Repeat these lines exactly.

··· Input material

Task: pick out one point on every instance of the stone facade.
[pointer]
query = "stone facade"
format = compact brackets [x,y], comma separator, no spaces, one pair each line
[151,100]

······

• _Task solution_:
Task: pick out one point on every instance of the stone facade.
[pointer]
query = "stone facade"
format = compact brackets [x,y], comma separator, no spaces, one pair each line
[151,100]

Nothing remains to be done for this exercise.